EXERCISE OBJECTIVE> If a line in the data holds the string "instance", list it.

ENTRIES PROVIDED>
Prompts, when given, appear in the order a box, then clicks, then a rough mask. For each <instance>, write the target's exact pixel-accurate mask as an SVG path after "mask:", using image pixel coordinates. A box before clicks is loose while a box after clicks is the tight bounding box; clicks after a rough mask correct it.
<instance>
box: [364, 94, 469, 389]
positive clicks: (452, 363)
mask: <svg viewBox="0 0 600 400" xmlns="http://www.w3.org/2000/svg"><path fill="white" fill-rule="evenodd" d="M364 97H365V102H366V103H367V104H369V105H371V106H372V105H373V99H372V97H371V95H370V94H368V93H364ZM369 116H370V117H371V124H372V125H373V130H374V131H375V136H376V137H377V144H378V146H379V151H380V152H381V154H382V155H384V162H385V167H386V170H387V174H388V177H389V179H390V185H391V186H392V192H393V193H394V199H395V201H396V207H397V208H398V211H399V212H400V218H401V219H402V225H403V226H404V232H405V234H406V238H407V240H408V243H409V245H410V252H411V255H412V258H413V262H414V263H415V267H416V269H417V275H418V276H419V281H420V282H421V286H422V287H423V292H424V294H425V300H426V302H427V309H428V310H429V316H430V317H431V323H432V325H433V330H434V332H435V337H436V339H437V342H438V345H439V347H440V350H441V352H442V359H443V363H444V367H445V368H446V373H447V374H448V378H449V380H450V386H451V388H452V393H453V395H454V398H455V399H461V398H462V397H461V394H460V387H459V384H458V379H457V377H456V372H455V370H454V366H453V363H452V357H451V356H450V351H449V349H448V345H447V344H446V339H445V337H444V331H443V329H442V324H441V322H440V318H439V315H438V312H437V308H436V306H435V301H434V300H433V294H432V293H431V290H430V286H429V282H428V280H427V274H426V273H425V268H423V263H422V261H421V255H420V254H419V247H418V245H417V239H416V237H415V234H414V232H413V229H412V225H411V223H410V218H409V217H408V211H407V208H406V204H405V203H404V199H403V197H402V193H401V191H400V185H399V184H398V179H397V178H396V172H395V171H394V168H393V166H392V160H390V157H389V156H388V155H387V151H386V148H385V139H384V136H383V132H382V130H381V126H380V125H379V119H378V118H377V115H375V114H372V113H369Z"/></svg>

ANSWER SPACE>
Prompts, when given, appear in the order a box, then clicks, then a rough mask. For each <instance>, write the target's exact pixel-accurate mask as an SVG path after "mask:", using image pixel coordinates. A box before clicks is loose while a box after clicks is the tight bounding box; clicks after a rough mask correct it.
<instance>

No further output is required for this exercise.